Rewrite the lines below, changing every "wooden post" to "fence post" and keeping everything else the same.

# Supplied entries start

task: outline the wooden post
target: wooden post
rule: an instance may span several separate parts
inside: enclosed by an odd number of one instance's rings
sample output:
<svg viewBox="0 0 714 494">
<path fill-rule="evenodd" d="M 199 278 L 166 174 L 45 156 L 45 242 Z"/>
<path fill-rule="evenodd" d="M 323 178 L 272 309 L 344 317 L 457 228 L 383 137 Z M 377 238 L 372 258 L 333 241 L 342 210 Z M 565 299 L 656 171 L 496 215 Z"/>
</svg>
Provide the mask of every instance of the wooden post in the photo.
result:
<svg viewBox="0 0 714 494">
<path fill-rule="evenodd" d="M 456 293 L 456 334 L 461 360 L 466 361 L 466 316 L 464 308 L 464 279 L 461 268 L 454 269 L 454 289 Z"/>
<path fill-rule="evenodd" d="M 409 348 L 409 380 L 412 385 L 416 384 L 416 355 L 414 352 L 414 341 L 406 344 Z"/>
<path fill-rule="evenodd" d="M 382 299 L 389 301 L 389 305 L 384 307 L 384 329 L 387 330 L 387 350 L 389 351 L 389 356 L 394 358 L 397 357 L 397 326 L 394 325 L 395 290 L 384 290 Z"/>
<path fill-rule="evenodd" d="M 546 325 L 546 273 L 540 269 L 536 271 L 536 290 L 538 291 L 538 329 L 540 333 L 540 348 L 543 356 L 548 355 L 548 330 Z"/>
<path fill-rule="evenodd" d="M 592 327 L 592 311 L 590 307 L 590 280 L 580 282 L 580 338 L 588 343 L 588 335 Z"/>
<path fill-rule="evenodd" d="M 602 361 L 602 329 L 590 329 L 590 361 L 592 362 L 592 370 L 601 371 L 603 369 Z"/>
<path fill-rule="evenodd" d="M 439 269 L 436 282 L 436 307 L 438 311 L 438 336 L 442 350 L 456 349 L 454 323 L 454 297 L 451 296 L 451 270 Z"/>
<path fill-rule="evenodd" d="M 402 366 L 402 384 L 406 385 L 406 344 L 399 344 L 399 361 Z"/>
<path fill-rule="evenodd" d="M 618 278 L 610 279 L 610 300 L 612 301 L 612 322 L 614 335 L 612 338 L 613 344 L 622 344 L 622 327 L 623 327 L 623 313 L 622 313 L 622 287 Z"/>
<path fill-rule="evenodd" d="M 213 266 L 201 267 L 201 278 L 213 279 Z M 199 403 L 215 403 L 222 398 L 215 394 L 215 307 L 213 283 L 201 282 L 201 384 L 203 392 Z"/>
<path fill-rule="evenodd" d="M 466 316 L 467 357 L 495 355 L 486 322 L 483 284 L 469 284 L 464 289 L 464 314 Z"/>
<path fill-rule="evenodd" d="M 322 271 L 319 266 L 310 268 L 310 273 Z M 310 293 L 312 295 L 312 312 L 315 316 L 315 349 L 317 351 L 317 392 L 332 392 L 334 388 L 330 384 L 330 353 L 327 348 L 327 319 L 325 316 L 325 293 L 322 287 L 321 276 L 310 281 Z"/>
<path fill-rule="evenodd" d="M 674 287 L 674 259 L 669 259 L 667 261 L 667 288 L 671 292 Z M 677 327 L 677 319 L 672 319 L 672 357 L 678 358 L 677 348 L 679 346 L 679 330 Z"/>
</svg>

# Supplied entries end

» Answer to the problem:
task: outline the fence post
target: fence post
rule: an instance may span several separate parts
inside: enclosed by an odd number of one instance's rings
sample output:
<svg viewBox="0 0 714 494">
<path fill-rule="evenodd" d="M 199 278 L 166 174 L 45 156 L 45 242 Z"/>
<path fill-rule="evenodd" d="M 323 178 L 272 309 L 344 317 L 457 228 L 383 137 Z M 377 238 L 372 258 L 333 241 L 342 210 Z M 565 299 L 656 171 L 496 215 Z"/>
</svg>
Provide the mask of every instance of the fence post in the photo.
result:
<svg viewBox="0 0 714 494">
<path fill-rule="evenodd" d="M 456 293 L 456 334 L 461 360 L 466 361 L 466 316 L 464 308 L 464 279 L 461 268 L 454 269 L 454 289 Z"/>
<path fill-rule="evenodd" d="M 409 348 L 409 380 L 412 385 L 416 384 L 416 355 L 414 352 L 414 341 L 406 344 Z"/>
<path fill-rule="evenodd" d="M 382 299 L 389 301 L 389 305 L 384 307 L 384 329 L 387 330 L 387 350 L 389 351 L 389 356 L 394 358 L 397 357 L 397 326 L 394 325 L 395 290 L 384 290 Z"/>
<path fill-rule="evenodd" d="M 546 325 L 546 273 L 540 269 L 536 271 L 536 290 L 538 291 L 538 329 L 540 333 L 540 348 L 543 356 L 548 355 L 548 330 Z"/>
<path fill-rule="evenodd" d="M 592 327 L 592 311 L 590 307 L 590 280 L 580 282 L 580 338 L 588 343 L 588 335 Z"/>
<path fill-rule="evenodd" d="M 602 361 L 602 329 L 590 329 L 590 361 L 592 362 L 592 370 L 601 371 L 603 369 Z"/>
<path fill-rule="evenodd" d="M 439 269 L 436 282 L 436 307 L 438 311 L 438 336 L 442 350 L 456 349 L 454 323 L 454 297 L 451 296 L 451 270 Z"/>
<path fill-rule="evenodd" d="M 402 366 L 402 384 L 406 385 L 406 344 L 399 344 L 399 361 Z"/>
<path fill-rule="evenodd" d="M 618 278 L 610 279 L 610 300 L 612 301 L 612 322 L 614 335 L 612 338 L 613 344 L 622 344 L 622 327 L 623 327 L 623 313 L 622 313 L 622 287 Z"/>
<path fill-rule="evenodd" d="M 213 266 L 201 267 L 201 278 L 213 279 Z M 199 403 L 215 403 L 222 398 L 215 394 L 215 307 L 213 283 L 201 282 L 201 384 L 203 392 Z"/>
<path fill-rule="evenodd" d="M 466 316 L 467 357 L 495 355 L 486 322 L 483 284 L 469 284 L 464 289 L 464 314 Z"/>
<path fill-rule="evenodd" d="M 322 271 L 319 266 L 310 268 L 310 273 Z M 310 293 L 312 295 L 312 312 L 315 316 L 315 349 L 317 351 L 317 392 L 332 392 L 334 388 L 330 384 L 330 353 L 327 348 L 327 319 L 325 316 L 325 293 L 322 287 L 321 276 L 310 281 Z"/>
<path fill-rule="evenodd" d="M 674 287 L 674 259 L 669 259 L 667 261 L 667 288 L 671 292 Z M 677 327 L 677 319 L 672 319 L 672 357 L 678 358 L 677 348 L 679 346 L 679 330 Z"/>
</svg>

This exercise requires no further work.